Records from a dataset
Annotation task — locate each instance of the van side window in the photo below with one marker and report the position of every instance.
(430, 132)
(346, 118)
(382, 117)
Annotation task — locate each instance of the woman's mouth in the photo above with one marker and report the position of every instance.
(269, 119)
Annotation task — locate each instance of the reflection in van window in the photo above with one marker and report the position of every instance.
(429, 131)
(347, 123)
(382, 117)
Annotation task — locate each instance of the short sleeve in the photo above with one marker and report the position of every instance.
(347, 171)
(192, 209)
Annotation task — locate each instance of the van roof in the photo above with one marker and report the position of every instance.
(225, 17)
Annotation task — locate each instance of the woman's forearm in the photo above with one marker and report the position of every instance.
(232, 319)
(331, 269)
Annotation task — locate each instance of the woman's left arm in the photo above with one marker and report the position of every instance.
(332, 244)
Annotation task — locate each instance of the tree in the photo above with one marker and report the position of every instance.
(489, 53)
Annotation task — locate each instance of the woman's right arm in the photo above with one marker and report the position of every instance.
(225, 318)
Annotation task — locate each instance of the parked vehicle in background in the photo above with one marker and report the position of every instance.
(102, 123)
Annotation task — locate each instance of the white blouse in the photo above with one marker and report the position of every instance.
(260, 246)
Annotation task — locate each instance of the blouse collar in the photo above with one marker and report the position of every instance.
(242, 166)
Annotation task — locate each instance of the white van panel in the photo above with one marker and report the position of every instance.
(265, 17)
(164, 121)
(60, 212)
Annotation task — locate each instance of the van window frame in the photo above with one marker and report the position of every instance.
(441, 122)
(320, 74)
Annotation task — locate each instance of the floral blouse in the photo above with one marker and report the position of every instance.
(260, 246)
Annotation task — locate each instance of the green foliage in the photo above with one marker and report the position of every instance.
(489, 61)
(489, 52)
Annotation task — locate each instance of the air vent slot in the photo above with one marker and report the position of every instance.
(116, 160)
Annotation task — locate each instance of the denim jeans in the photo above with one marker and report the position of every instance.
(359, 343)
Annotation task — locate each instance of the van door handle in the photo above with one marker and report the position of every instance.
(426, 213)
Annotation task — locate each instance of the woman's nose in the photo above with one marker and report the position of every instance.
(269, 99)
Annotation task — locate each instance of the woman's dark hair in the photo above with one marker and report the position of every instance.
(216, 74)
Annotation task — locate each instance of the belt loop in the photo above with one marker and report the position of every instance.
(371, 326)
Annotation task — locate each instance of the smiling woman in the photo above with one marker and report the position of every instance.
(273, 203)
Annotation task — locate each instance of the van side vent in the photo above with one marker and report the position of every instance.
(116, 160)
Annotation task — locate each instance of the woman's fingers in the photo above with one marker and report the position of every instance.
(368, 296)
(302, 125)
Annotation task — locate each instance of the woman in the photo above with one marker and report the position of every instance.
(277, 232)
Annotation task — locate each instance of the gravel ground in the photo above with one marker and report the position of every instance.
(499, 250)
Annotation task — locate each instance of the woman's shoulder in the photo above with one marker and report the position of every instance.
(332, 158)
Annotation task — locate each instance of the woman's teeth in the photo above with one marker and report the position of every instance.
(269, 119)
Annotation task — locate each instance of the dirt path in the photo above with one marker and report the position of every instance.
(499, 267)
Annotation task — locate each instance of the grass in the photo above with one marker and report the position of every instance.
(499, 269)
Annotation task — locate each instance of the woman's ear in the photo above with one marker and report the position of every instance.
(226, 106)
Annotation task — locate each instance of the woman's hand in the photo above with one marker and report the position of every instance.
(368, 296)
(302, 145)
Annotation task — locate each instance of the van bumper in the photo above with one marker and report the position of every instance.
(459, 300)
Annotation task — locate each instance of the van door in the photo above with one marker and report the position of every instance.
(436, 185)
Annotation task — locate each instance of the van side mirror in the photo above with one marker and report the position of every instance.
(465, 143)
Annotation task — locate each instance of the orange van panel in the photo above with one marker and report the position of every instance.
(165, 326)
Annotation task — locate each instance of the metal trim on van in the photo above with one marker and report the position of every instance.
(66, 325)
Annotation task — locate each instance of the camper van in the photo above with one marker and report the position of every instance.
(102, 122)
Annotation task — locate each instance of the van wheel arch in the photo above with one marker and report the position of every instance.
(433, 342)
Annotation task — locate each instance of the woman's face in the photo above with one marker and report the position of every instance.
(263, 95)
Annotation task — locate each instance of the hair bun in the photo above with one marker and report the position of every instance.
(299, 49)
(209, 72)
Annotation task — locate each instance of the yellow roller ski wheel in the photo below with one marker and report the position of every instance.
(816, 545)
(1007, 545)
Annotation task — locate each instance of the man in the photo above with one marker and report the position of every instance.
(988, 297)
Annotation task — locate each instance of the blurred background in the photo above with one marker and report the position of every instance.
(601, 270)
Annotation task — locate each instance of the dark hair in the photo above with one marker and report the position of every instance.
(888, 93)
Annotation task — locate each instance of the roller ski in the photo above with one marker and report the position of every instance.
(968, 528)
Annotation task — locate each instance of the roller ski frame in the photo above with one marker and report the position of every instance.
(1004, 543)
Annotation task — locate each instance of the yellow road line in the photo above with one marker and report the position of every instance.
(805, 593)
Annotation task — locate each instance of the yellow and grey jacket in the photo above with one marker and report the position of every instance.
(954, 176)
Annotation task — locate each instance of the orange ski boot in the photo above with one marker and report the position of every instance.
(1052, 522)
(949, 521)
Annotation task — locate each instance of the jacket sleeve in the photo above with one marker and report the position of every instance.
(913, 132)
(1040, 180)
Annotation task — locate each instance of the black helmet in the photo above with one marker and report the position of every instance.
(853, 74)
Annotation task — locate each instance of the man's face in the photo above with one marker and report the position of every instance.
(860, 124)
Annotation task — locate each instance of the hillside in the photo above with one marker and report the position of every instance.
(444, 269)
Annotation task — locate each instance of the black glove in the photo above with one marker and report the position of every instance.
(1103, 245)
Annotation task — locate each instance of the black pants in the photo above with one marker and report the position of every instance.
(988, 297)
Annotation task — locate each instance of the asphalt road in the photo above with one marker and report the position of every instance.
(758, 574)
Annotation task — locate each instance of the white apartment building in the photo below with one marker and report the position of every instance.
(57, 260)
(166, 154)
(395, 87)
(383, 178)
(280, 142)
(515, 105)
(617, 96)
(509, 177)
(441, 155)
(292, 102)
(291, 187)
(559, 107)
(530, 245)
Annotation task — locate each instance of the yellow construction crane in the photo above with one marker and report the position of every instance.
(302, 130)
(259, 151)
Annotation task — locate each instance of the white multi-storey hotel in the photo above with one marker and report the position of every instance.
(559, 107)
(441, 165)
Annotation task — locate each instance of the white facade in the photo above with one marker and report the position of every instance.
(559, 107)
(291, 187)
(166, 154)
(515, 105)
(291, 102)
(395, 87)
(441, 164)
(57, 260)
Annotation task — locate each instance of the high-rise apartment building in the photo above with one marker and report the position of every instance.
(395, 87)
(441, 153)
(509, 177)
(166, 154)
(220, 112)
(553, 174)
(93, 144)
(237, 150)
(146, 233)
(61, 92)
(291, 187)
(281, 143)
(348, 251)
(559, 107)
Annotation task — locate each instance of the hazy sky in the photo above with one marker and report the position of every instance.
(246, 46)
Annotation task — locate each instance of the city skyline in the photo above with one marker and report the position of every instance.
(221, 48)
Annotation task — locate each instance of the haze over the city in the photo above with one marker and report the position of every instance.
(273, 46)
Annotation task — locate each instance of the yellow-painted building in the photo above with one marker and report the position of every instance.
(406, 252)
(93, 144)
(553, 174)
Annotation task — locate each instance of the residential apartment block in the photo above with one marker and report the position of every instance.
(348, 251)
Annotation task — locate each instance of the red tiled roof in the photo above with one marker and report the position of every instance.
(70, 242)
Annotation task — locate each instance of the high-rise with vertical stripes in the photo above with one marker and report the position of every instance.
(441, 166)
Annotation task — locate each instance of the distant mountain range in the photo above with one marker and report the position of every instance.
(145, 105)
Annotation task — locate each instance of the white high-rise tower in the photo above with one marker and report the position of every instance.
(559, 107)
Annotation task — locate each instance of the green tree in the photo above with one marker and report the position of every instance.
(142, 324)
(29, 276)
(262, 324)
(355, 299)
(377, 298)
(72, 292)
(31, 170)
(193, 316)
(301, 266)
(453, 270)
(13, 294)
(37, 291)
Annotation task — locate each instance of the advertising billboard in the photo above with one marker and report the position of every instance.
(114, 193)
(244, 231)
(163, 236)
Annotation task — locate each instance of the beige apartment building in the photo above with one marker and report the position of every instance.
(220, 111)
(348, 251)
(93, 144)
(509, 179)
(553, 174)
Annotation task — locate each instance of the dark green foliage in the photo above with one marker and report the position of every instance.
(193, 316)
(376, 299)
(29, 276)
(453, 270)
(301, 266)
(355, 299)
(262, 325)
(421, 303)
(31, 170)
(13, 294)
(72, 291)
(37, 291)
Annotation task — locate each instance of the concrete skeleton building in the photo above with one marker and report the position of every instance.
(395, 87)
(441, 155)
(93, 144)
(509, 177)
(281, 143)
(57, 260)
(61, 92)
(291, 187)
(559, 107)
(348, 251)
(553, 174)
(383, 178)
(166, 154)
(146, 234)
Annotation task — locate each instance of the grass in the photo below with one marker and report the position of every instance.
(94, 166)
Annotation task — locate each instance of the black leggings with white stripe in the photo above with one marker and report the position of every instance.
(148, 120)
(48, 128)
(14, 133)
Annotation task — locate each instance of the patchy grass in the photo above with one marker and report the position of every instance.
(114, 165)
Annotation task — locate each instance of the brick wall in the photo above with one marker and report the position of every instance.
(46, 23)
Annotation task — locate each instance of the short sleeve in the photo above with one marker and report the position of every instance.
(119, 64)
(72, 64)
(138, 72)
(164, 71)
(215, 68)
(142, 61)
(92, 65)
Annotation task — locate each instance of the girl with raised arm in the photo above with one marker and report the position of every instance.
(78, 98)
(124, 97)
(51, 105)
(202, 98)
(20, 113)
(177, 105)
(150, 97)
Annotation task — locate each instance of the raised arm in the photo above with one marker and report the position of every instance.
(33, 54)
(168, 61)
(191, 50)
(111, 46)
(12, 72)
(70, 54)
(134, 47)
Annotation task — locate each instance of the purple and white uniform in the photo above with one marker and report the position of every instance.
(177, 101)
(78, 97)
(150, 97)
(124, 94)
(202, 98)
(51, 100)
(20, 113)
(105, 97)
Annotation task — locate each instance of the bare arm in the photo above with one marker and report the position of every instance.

Work task:
Give again, exactly, every line from the one holding "Annotation task — locate each instance of the purple" to the last line of the data.

Answer section:
Annotation task — locate each instance of the purple and white uniform in the photo above with one marker and report the position of every instance.
(177, 101)
(78, 97)
(150, 97)
(124, 94)
(202, 98)
(51, 100)
(20, 113)
(105, 97)
Annotation task — locate each instance of the bare arm in the photo above with one marker and report the position of every instance.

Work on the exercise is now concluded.